■ Passage to read
Wednesday, January 25, 2023

My Complicated History with James Bond, Part 1: Why I Hated the Films for the first 25 years of my Life

 

Author’s Note: I am about to begin what will become a recurring series about movies from 2012, a year that, for many reasons, I consider one of the last great years when it comes to cinema. But sometimes in order to explain why you consider certain films great, you have to give a more detailed description than the plot summary, the acting and all the technical aspects. Sometimes to do it justice, you have to give a more detailed explanation as to why a film meets standards that you personally consider high.

In order to do so, I have to go into my own personal history. Some of you will figure out from the title of the article and the above paragraph what the first film in this series is going to be. Some of you may not need persuasion as to why its one of the greatest films of all time. But because I am going to be taking the point of view that quite a sizable number of people will have a problem with, I feel obliged to give an explanation. So here we go.

As the title says, I spent the first twenty five years of my life loathing James Bond movies. Some might understand this, considering that  I grew up when Pierce Brosnan was the face of the franchise, and that the movies he played the lead in are considered the bottom of the barrel. This is true, but my dislike of Bond came long before that.

For much of my childhood ABC would devote Sunday nights to Bond movies. I watched many of them on television and cable throughout my childhood. I found them all horrible movies. None of the Bonds – not Dalton, not Moore, not even the sacred Connery – could do anything to make them interesting or even good in my opinion. I thought there was something wrong with me because I disliked them so much, and millions loved them.

I have only recently begun to put together why I disliked them, and I’m encouraged by the fact that my opinion of them was one that many people have shared from the start – including someone who you’d think would count the most.

■ Information shown
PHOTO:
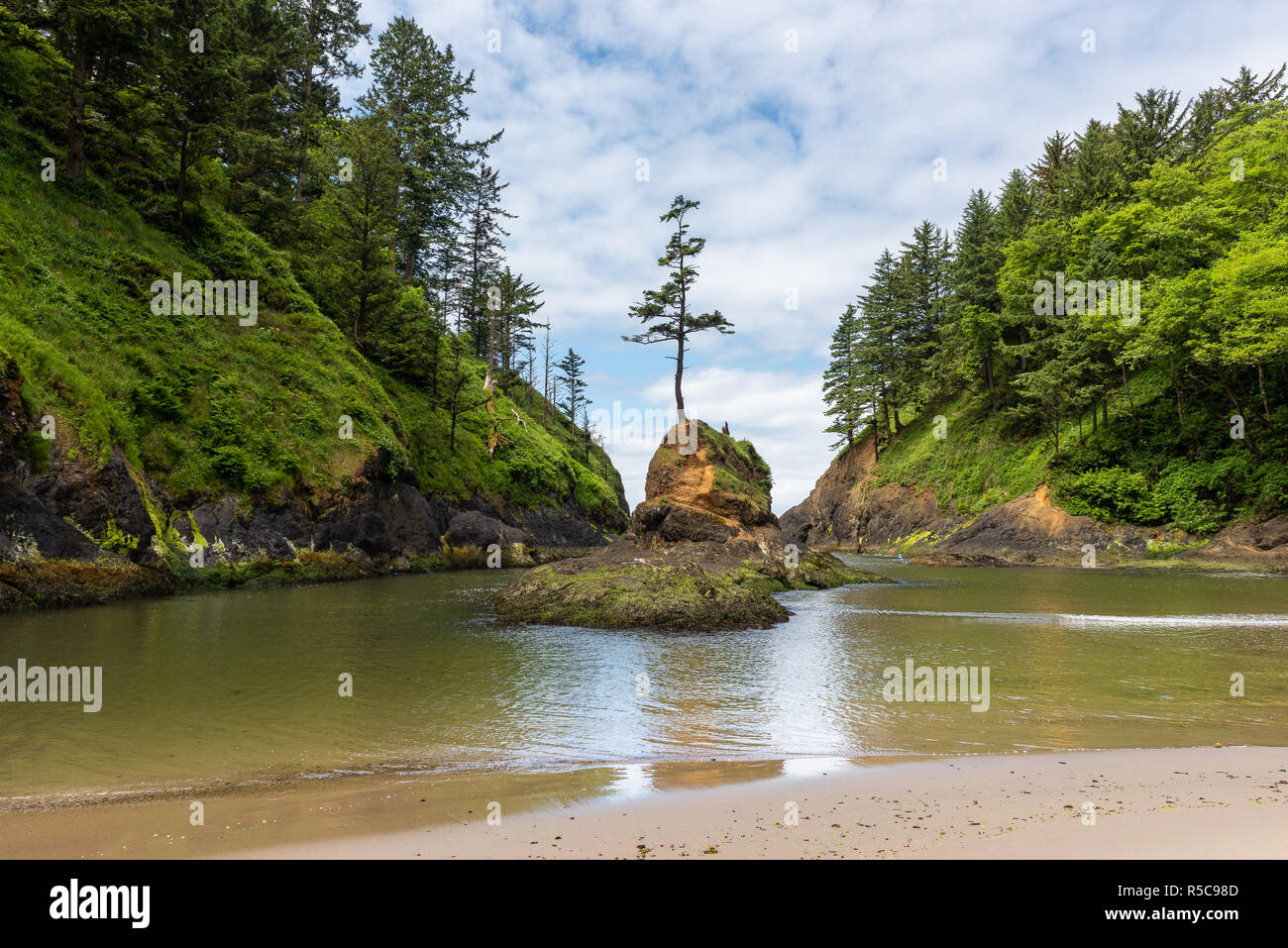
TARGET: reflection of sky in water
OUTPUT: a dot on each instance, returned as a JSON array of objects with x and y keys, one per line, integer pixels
[{"x": 243, "y": 685}]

■ Tasks to complete
1 > From the James Bond essay, set down the passage that begins at the words "In order to do" and stops after the words "long before that.".
2 > In the James Bond essay, which network devoted Sunday nights to Bond movies during the writer's childhood?

■ Completed exercise
1 >
In order to do so, I have to go into my own personal history. Some of you will figure out from the title of the article and the above paragraph what the first film in this series is going to be. Some of you may not need persuasion as to why its one of the greatest films of all time. But because I am going to be taking the point of view that quite a sizable number of people will have a problem with, I feel obliged to give an explanation. So here we go.

As the title says, I spent the first twenty five years of my life loathing James Bond movies. Some might understand this, considering that  I grew up when Pierce Brosnan was the face of the franchise, and that the movies he played the lead in are considered the bottom of the barrel. This is true, but my dislike of Bond came long before that.

2 > ABC